TASK STATEMENT » Would you please repeat the data exactly as given?

GIVEN DATA »
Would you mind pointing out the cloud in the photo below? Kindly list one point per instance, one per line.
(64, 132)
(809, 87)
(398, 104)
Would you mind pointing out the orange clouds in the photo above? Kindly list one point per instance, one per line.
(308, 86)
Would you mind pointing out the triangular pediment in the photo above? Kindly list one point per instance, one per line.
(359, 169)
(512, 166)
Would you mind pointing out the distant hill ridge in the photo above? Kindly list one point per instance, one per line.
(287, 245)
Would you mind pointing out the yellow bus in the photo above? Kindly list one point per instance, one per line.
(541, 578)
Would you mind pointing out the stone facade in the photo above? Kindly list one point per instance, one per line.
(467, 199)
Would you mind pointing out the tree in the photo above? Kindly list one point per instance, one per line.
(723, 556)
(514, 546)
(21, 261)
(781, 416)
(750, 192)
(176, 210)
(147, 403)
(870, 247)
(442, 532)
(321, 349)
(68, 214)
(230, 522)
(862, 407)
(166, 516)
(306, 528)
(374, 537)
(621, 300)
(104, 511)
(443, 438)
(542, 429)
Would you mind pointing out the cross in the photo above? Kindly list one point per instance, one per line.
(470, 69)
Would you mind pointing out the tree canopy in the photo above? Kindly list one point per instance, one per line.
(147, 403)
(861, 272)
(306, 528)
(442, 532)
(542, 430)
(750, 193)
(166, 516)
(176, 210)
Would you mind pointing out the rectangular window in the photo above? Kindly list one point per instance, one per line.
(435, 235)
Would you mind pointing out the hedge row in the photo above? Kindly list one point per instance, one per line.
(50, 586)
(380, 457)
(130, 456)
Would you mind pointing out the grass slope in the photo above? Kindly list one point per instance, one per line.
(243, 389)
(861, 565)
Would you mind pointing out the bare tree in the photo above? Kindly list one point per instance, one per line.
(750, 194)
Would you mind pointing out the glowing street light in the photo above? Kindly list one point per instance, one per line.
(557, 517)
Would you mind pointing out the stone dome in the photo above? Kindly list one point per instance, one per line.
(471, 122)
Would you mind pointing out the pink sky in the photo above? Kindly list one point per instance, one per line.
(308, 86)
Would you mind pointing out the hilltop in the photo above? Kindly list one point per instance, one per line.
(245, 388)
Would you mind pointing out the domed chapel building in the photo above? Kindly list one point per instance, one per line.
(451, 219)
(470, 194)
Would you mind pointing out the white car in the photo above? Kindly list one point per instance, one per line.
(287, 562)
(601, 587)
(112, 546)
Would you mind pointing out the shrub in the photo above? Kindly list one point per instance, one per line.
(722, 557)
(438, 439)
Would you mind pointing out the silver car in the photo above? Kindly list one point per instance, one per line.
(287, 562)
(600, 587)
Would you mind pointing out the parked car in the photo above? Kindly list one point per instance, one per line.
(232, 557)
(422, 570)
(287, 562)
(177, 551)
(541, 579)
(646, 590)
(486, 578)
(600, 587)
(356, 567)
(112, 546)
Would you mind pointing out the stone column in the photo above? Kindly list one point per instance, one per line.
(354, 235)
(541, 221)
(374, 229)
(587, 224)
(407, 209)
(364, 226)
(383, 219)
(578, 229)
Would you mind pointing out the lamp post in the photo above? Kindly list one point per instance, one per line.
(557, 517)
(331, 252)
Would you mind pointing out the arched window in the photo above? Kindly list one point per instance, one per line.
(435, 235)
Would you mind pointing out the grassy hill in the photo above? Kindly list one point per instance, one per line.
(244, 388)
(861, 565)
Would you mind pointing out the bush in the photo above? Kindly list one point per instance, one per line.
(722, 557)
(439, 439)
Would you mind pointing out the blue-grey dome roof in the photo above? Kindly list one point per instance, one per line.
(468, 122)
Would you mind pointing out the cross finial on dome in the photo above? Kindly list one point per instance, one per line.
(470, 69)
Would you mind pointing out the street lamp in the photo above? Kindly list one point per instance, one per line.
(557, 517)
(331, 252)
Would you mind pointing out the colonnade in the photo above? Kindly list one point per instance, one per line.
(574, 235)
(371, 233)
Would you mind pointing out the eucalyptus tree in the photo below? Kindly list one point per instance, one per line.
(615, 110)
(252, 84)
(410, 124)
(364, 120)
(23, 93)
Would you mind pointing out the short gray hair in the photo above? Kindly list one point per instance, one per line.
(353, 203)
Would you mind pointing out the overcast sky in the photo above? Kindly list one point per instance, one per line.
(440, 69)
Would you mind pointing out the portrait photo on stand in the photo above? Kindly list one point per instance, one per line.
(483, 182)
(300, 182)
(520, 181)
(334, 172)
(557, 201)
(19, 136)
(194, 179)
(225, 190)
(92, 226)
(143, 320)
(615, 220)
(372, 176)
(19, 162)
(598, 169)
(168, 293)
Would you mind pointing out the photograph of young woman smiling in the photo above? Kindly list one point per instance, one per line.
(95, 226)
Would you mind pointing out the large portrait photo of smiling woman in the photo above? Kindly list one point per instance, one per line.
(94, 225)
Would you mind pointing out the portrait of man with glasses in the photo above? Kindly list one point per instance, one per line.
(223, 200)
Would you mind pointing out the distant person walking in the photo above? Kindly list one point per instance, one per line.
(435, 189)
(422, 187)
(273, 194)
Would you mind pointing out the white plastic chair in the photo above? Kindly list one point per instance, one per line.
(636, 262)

REPLY TO THE TASK »
Would you mind pointing out the cloud in the photo below? Kindly list one point per instance, one per line.
(64, 132)
(809, 87)
(398, 104)
Would you mind pointing out the orange clouds in the photo above? Kindly list one point per instance, one per line.
(308, 86)
Would you mind pointing out the triangular pediment in the photo above? Kindly list one point per instance, one per line.
(359, 169)
(512, 166)
Would you mind pointing out the distant hill ridge in the photo above? Kindly list one point per instance, one per line.
(287, 245)
Would you mind pointing out the yellow bus in the photo above? Kindly list one point per instance, one per line.
(541, 578)
Would you mind pointing out the stone facade in the photo above? Kindly list one point per instance, one per line.
(467, 199)
Would you mind pointing out the tree in the photo above? Kindly list one point per instance, one per line.
(723, 556)
(514, 546)
(21, 261)
(781, 416)
(750, 192)
(176, 210)
(147, 403)
(870, 247)
(442, 532)
(321, 349)
(68, 214)
(230, 522)
(862, 407)
(166, 516)
(306, 528)
(374, 537)
(621, 300)
(104, 511)
(443, 438)
(542, 429)
Would you mind pointing out the cross in the photo above? Kindly list one point per instance, one per line.
(470, 69)
Would you mind pointing out the tree canopy in the photo above? Kindly list one point per instance, one per line.
(147, 403)
(861, 272)
(306, 528)
(442, 532)
(542, 430)
(750, 193)
(166, 516)
(176, 210)
Would you mind pointing out the rectangular window in the photo above? Kindly list one point per instance, one per line.
(435, 235)
Would you mind pointing out the hedge row in the photo above? Kindly list one point per instance, one per line.
(50, 586)
(380, 457)
(130, 456)
Would you mind pointing out the grass slope in the photo above? Kindly list one point per instance, one per line.
(243, 389)
(861, 565)
Would you mind pointing out the bare tree in the photo above? Kindly list one point per instance, one per line.
(750, 194)
Would you mind pointing out the glowing street light in the photo above? Kindly list one point per instance, one per line.
(557, 517)
Would you mind pointing out the stone dome in the photo above? Kindly list one point per instance, one per line.
(471, 122)
Would you mind pointing out the pink sky in the photo above? Kindly list one point per instance, one per line.
(308, 86)
Would you mind pointing out the hilltop in the photo above? Kindly list one point per instance, one per line.
(245, 388)
Would you mind pointing out the domed chapel building in the photo above? Kindly list one point per instance, one per line.
(451, 219)
(470, 194)
Would you mind pointing out the white car in the photo above? Kindly list one point per instance, one per line.
(287, 562)
(601, 587)
(112, 546)
Would you mind pointing out the shrub in the photo above? Kindly list one point per instance, one per line.
(722, 557)
(438, 439)
Would you mind pointing out the silver car in the photo above? Kindly list one point per instance, one per line.
(287, 562)
(600, 587)
Would you mind pointing out the parked car in the photo above? Kindly list one point per instance, one per line.
(232, 557)
(422, 570)
(287, 562)
(177, 551)
(541, 579)
(646, 590)
(486, 578)
(600, 587)
(356, 567)
(112, 546)
Would you mind pointing out the stone column in the photo above? Kindly list one point per instance, one per line.
(354, 235)
(541, 221)
(374, 229)
(587, 224)
(407, 209)
(364, 226)
(383, 219)
(578, 229)
Would you mind pointing out the lamp post in the photo above? Kindly list one point per instance, one per line.
(557, 517)
(331, 252)
Would you mind pointing out the arched window in the photo above? Kindly list one point per instance, one per line.
(435, 235)
Would you mind pointing out the grassy hill in the photo above? Kindly list one point per instance, one per line.
(244, 388)
(861, 565)
Would you mind pointing out the bush in the photo above? Kindly list one point per instance, one per line.
(722, 557)
(439, 439)
Would you mind pointing out the blue-grey dome roof in the photo above? Kindly list one point per instance, one per line.
(468, 122)
Would you mind pointing out the cross finial on dome in the photo above? Kindly list one point per instance, one per line.
(470, 69)
Would you mind pointing out the street lamp in the photo above? Kindly list one point per instance, one per line.
(557, 517)
(331, 252)
Would you mind pointing out the colonnade in the photo above? Kindly list one point per instance, one per line.
(574, 235)
(371, 233)
Would you mind pointing out the eucalyptus tree in the photo below? Kindly list one point per instance, one per line.
(615, 110)
(252, 84)
(410, 124)
(364, 120)
(23, 93)
Would you mind pointing out the short gray hair in the photo above? Kindly list one point per instance, one per line.
(353, 203)
Would you mind pointing out the overcast sky in the photo above? Kindly list one point per instance, one per line.
(440, 69)
Would you mind pointing out the portrait photo on stand in the photo above? Kindly list one point per instance, one per line.
(483, 182)
(300, 182)
(520, 181)
(334, 172)
(557, 201)
(19, 136)
(194, 179)
(225, 190)
(92, 226)
(143, 320)
(615, 220)
(372, 176)
(19, 162)
(598, 169)
(168, 293)
Would you mind pointing out the photograph of young woman smiling in the photo above? Kindly list one point per instance, one per line.
(95, 226)
Would you mind pointing out the large portrait photo of smiling woman in the photo above? Kindly list one point per instance, one per line.
(94, 225)
Would you mind pointing out the portrait of man with glasses in the photo above? Kindly list one point per instance, one per line.
(223, 200)
Would you mind pointing out the distant person walking in the photo above? Kindly list one point per instance, one per line.
(435, 189)
(422, 187)
(273, 194)
Would you mind pointing out the white plastic chair in the photo above? Kindly list one point per instance, one per line.
(636, 262)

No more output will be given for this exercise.